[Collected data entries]
───

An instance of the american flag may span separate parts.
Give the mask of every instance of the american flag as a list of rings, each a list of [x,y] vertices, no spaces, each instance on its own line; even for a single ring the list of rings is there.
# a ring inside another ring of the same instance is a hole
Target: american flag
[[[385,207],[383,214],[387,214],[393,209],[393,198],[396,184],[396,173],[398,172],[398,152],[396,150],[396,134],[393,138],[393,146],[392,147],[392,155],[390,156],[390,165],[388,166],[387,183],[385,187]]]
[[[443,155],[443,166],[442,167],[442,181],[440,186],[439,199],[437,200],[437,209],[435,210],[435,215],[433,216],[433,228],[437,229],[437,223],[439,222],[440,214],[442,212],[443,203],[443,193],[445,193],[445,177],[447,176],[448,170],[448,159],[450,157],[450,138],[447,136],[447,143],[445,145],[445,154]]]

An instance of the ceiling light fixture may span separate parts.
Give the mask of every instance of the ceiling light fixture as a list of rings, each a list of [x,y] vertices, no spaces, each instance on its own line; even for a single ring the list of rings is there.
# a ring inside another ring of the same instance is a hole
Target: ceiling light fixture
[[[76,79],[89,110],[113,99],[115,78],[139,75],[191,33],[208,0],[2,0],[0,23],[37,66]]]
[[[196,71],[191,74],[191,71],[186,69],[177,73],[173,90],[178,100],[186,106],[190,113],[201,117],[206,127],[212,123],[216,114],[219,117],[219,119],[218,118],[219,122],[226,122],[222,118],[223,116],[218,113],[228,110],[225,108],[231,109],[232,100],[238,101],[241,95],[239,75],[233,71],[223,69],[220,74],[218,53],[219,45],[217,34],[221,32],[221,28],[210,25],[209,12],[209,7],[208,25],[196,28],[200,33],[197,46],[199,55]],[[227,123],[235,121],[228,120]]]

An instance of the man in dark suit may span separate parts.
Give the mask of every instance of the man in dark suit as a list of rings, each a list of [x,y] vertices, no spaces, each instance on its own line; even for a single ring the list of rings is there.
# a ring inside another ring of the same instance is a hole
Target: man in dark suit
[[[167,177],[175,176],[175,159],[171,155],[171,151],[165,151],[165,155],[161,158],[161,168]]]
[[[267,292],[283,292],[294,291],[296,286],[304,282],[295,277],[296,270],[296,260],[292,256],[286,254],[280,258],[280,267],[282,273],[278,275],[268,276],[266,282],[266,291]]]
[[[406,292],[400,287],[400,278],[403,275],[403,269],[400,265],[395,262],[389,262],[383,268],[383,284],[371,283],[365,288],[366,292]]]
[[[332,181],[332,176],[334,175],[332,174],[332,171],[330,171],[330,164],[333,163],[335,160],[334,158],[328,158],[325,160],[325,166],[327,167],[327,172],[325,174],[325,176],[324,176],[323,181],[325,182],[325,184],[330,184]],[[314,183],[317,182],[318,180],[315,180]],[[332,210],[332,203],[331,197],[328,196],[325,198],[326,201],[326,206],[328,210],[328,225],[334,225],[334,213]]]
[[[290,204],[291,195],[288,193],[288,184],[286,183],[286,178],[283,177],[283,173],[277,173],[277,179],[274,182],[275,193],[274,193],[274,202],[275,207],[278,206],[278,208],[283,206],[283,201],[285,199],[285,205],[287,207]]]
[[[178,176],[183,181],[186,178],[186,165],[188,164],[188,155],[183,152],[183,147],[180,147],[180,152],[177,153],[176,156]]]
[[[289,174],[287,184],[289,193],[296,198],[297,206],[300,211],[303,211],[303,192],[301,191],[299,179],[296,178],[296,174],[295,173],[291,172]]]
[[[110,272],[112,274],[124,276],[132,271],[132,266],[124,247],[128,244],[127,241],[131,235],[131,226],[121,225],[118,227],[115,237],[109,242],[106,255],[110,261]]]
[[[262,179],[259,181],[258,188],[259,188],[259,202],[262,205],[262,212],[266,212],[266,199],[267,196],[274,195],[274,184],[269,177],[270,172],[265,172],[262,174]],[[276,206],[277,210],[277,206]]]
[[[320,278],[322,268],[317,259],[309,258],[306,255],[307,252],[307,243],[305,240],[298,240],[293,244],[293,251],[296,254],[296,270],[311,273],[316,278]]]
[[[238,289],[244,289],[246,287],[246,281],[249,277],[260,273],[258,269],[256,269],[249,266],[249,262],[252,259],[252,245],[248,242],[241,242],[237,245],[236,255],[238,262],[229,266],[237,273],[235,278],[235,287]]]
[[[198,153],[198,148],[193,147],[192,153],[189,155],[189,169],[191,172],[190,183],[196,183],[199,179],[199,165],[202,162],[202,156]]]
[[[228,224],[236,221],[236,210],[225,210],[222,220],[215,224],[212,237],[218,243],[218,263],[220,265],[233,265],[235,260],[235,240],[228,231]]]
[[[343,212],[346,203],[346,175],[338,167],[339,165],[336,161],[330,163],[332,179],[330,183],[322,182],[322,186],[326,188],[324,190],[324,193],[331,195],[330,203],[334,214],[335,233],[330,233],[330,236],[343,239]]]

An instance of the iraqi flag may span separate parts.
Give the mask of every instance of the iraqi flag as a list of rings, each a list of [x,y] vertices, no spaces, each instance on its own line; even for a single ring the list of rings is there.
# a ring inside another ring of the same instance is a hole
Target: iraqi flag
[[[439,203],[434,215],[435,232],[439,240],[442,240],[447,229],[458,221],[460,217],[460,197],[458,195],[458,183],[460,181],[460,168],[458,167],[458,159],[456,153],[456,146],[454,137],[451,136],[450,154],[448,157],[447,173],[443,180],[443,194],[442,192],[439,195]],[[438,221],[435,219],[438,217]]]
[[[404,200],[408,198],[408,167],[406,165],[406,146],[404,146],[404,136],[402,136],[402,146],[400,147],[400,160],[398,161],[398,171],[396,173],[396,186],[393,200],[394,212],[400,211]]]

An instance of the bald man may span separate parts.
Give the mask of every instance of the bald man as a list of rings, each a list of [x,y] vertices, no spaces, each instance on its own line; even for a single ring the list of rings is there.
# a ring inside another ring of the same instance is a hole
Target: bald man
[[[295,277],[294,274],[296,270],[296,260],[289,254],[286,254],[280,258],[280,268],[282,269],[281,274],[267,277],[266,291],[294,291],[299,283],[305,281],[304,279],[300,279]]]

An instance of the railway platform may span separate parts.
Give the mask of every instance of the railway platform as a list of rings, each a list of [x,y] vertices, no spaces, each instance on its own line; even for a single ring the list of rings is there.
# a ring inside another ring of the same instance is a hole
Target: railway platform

───

▶ **Given exercise**
Reproduce all of the records, substituting "list of loops" for each occurrence of "list of rings" and leaving everything else unchanged.

▶ **Answer to the task**
An instance of the american flag may span separate parts.
Give the mask of every instance of the american flag as a list of loops, each a list of [x,y] vertices, no spaces, each instance on its own line; even for a single ring the list of loops is there.
# a ring inside another ring of the same instance is a hole
Target: american flag
[[[385,207],[383,214],[387,214],[393,209],[393,198],[396,184],[396,173],[398,172],[398,152],[396,150],[396,134],[393,138],[393,146],[392,147],[392,155],[390,156],[390,165],[388,166],[387,183],[385,187]]]
[[[443,155],[443,166],[442,167],[442,181],[440,186],[439,199],[437,200],[437,209],[435,210],[435,215],[433,216],[433,228],[437,229],[437,223],[439,222],[440,214],[442,212],[443,203],[443,193],[445,193],[445,177],[447,176],[448,170],[448,159],[450,157],[450,138],[447,136],[447,143],[445,145],[445,154]]]

An instance of the ceiling light fixture may span separate parts.
Give the mask of every instance of the ceiling light fixture as a list of loops, each a list of [x,y] vertices, no spaces, each instance on its own line; even for a single ring the list of loops is there.
# a ring inside another ring of the same instance is a hole
Target: ceiling light fixture
[[[76,79],[89,110],[113,99],[115,78],[139,75],[191,33],[208,0],[2,0],[0,23],[37,66]]]
[[[196,71],[191,74],[191,71],[186,69],[177,73],[173,90],[178,100],[186,106],[190,113],[201,117],[206,127],[212,123],[216,114],[219,117],[219,119],[218,118],[219,122],[226,122],[222,118],[223,116],[218,113],[228,110],[225,108],[231,109],[232,100],[238,101],[241,95],[239,75],[233,71],[223,69],[220,74],[218,53],[219,45],[217,34],[221,32],[221,28],[210,25],[209,12],[209,7],[208,25],[196,28],[200,33],[197,46],[199,55]],[[227,123],[235,121],[228,120]]]

An instance of the man in dark suit may span separate parts.
Give the mask of every instance of the man in dark suit as a list of loops, each a list of [x,y] vertices, no spaces, each instance on its own line; even for a single ring the list of loops is there.
# a ring inside another ring of the same instance is a hole
Target: man in dark suit
[[[167,177],[175,176],[175,159],[171,155],[171,151],[165,151],[165,155],[161,158],[161,168]]]
[[[267,292],[283,292],[294,291],[296,286],[304,282],[295,277],[296,270],[296,260],[292,256],[286,254],[280,258],[280,267],[282,273],[278,275],[268,276],[266,282],[266,291]]]
[[[406,292],[400,287],[400,278],[403,275],[403,269],[400,265],[395,262],[389,262],[383,268],[383,284],[371,283],[365,288],[366,292]]]
[[[332,181],[332,176],[334,175],[332,174],[332,171],[330,171],[330,164],[333,163],[335,160],[334,158],[328,158],[325,160],[325,166],[327,167],[327,172],[325,174],[325,176],[324,176],[323,181],[325,182],[325,184],[330,184]],[[314,183],[317,182],[318,180],[315,180]],[[332,210],[332,203],[331,197],[328,196],[325,198],[326,201],[326,206],[328,210],[328,225],[334,225],[334,213]]]
[[[290,204],[291,195],[288,193],[288,184],[286,183],[286,178],[283,177],[283,173],[277,173],[277,179],[274,182],[275,193],[274,193],[274,202],[275,207],[278,206],[278,208],[283,206],[283,201],[285,199],[285,205],[287,207]]]
[[[178,176],[183,181],[186,178],[186,165],[188,164],[188,155],[183,152],[183,147],[180,147],[180,152],[177,153],[176,156]]]
[[[289,174],[287,184],[289,193],[296,198],[297,206],[300,211],[303,211],[303,192],[301,191],[299,179],[296,178],[296,174],[295,173],[291,172]]]
[[[110,272],[112,274],[124,276],[132,271],[132,266],[124,247],[128,244],[127,241],[131,235],[131,226],[121,225],[118,227],[115,237],[109,242],[106,255],[110,261]]]
[[[262,179],[259,181],[258,188],[259,188],[259,202],[262,205],[262,212],[266,212],[266,199],[267,196],[274,195],[274,184],[269,177],[270,172],[265,172],[262,174]],[[276,206],[277,210],[277,206]]]
[[[320,278],[322,268],[317,259],[309,258],[306,255],[307,252],[307,243],[305,240],[298,240],[293,244],[293,251],[296,254],[296,270],[311,273],[316,278]]]
[[[238,289],[244,289],[246,287],[246,281],[249,277],[260,273],[258,269],[256,269],[249,266],[249,262],[252,259],[252,245],[248,242],[241,242],[237,245],[236,255],[238,262],[229,266],[237,273],[235,278],[235,287]]]
[[[198,153],[198,148],[193,147],[192,153],[189,155],[189,169],[191,172],[190,183],[196,183],[199,179],[199,165],[202,162],[202,156]]]
[[[228,224],[236,221],[236,210],[225,210],[222,220],[215,224],[212,237],[218,243],[218,263],[220,265],[233,265],[235,260],[235,240],[228,231]]]
[[[343,212],[346,203],[346,175],[338,167],[339,165],[336,161],[330,163],[332,179],[330,183],[322,182],[322,186],[326,188],[324,190],[324,193],[331,195],[330,203],[334,214],[335,233],[330,233],[330,236],[343,239]]]

An instance of the iraqi flag may span separate parts.
Give the mask of every instance of the iraqi flag as a list of loops, each a list of [x,y] vertices, no spaces, each instance on its own line; even for a single ring the list of loops is there.
# a ring inside another ring of the same instance is a hole
Target: iraqi flag
[[[439,203],[434,215],[435,232],[439,240],[442,240],[447,229],[458,221],[460,217],[460,197],[458,195],[458,183],[460,181],[460,168],[458,167],[458,159],[456,153],[456,146],[454,137],[451,136],[450,154],[448,157],[447,173],[443,180],[443,194],[442,192],[439,195]],[[438,221],[435,219],[438,217]]]
[[[404,200],[408,198],[408,167],[406,165],[406,146],[404,146],[404,136],[402,136],[402,146],[400,147],[400,160],[398,161],[398,171],[396,173],[396,186],[393,200],[394,212],[400,211]]]

An instance of the bald man may span separate parts.
Give the mask of every instance of the bald man as a list of loops, each a list of [x,y] vertices, no spaces, each instance on its own line; even for a single ring the list of loops is there.
# a ring inside another ring of the same instance is a hole
Target: bald man
[[[295,277],[294,274],[296,270],[296,260],[289,254],[286,254],[280,258],[280,268],[282,269],[281,274],[267,277],[266,291],[294,291],[299,283],[305,281],[304,279],[300,279]]]

An instance of the railway platform may span separate parts.
Give the mask of every instance of the railway platform as a list of loops, each a list of [x,y] vertices, no spaces, each instance on its own line; even for a single ring the list of loops is there.
# a ring inside another ring of the same instance is a hole
Target: railway platform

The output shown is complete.